# [WRITTEN TASK A]
Count the lines in the listing that contain the string "wheel", treating case as significant, and give only the number.

# [READING TEXT]

Working with the Flex light, I was surprised at their relatively powerful output and clean color performance…color accuracy and output power are often weak points for LED lighting fixtures, and these new lights didn’t seem to suffer from those issues. I’m always on the lookout for tools that are lighter and smaller for travel documentary and interview work, so I decided to do some lighting tests to see if they were powerful enough.
I chose to test Flex with a Kinoflo Diva 401, a commonly used interview lighting kit. The Diva kit is fairly easy to travel with, has low amp draw and very respectable output for a fluorescent fixture. It’s also easy to use…simply aim it at your subject, pop on the Flozier diffuser, and shoot. With the barn doors fully open on a Diva, you can almost get a 24×36 sized soft source. In contrast, the Flex is a 10-inch square panel. While it may seem odd to compare an inherently soft fluorescent fixture to a hard source LED, I wanted to see if I could reasonably swap out a two-light Diva light kit in a talking-head interview setting and use a couple Flex panels with diffusion or bounce instead.

# [WRITTEN TASK B]
In the lighting comparison, what size and shape is the Flex panel?

# [DATA PROVIDED]

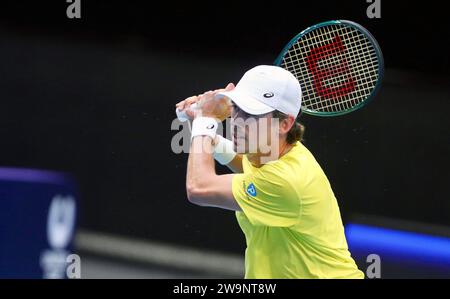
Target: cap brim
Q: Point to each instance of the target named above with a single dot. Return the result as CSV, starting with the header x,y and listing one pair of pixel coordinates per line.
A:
x,y
246,102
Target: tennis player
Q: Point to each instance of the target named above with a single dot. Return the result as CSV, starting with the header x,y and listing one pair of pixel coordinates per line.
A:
x,y
284,203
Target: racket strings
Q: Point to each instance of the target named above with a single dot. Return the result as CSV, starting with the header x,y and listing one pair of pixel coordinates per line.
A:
x,y
357,63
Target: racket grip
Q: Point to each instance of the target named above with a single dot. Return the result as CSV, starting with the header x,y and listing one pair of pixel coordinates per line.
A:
x,y
182,115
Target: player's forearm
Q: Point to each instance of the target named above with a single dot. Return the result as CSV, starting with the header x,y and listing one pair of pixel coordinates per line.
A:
x,y
200,170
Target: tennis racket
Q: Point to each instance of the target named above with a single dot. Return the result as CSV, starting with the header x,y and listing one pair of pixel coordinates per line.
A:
x,y
339,65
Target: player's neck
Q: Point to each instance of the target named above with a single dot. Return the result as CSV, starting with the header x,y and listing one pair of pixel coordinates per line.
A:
x,y
259,159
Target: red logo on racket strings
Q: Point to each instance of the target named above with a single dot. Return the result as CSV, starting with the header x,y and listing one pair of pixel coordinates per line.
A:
x,y
322,74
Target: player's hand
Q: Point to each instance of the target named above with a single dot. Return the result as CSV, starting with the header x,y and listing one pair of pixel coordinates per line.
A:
x,y
209,106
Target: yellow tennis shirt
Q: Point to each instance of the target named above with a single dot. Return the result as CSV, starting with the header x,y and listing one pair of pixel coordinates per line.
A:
x,y
291,220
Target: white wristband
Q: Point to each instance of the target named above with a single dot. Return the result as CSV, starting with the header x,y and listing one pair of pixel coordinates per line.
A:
x,y
223,151
204,126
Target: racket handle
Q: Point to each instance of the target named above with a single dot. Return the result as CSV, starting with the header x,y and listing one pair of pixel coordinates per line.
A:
x,y
182,115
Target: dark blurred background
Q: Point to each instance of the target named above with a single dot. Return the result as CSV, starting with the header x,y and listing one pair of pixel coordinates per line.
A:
x,y
95,97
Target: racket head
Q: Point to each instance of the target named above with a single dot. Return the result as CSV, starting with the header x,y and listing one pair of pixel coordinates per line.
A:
x,y
339,65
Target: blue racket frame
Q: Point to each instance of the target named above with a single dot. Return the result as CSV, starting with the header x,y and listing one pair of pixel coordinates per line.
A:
x,y
367,34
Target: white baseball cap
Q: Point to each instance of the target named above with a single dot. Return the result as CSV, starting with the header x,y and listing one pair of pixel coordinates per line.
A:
x,y
266,88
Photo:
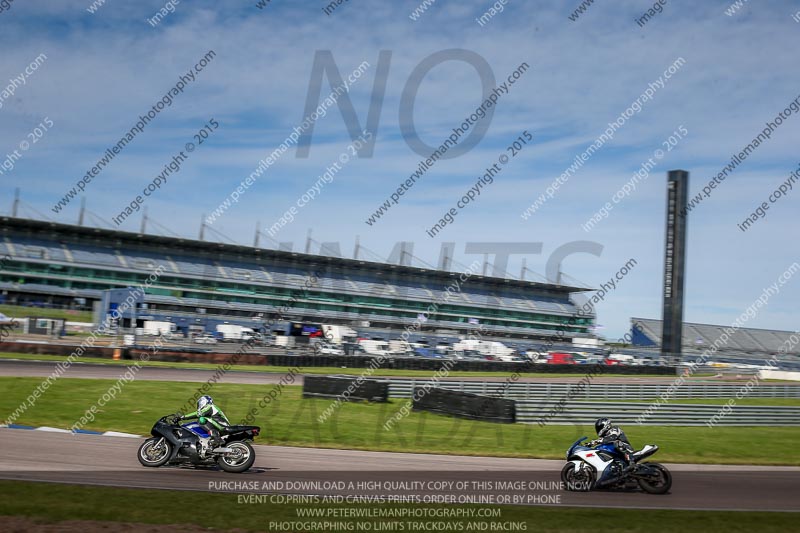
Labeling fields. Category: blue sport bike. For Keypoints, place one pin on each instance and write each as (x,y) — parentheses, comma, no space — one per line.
(174,443)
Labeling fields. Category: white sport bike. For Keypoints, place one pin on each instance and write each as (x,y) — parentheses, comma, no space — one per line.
(590,467)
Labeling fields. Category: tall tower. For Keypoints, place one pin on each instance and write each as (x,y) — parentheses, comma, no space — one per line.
(674,265)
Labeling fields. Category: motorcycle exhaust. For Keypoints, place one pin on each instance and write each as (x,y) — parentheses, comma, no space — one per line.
(223,450)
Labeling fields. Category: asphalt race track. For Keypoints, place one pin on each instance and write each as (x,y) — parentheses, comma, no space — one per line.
(103,460)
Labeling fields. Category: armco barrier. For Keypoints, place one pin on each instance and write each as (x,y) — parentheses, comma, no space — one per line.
(345,387)
(626,413)
(402,388)
(464,405)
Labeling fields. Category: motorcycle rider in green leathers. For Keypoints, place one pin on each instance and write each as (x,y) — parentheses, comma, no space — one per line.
(212,419)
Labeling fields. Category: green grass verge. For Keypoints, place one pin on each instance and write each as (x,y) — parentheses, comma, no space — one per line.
(317,370)
(52,503)
(18,311)
(294,421)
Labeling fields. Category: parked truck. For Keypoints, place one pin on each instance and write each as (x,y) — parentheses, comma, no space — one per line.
(156,328)
(235,332)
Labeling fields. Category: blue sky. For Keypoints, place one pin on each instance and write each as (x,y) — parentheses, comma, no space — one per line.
(105,69)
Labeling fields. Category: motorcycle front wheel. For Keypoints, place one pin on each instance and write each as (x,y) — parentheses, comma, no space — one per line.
(659,482)
(240,460)
(580,481)
(154,452)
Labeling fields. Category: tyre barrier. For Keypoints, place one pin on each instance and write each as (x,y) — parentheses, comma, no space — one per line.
(464,405)
(345,387)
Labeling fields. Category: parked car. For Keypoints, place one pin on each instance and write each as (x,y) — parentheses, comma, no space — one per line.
(205,339)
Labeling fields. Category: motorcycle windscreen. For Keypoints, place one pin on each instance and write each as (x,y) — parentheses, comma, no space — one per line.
(198,430)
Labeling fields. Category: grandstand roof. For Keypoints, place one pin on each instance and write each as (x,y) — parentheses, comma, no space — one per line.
(698,337)
(117,238)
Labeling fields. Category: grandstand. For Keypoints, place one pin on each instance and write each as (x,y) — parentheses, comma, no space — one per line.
(73,266)
(698,337)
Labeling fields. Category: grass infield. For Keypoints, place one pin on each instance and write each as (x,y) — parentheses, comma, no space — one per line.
(293,421)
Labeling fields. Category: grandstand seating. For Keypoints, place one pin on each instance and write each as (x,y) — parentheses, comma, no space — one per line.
(115,264)
(698,337)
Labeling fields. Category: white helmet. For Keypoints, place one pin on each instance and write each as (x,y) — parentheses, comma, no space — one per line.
(203,401)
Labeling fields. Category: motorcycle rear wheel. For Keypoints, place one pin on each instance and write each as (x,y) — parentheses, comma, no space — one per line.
(151,456)
(583,481)
(661,485)
(241,460)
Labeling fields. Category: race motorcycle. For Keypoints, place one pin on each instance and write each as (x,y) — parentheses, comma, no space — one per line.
(174,443)
(590,468)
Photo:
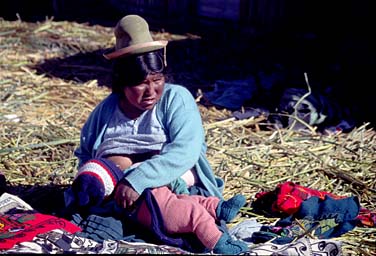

# [COMPLETE RESPONSE A]
2

# [COMPLETE RESPONSE B]
The Flex is a 10-inch square panel.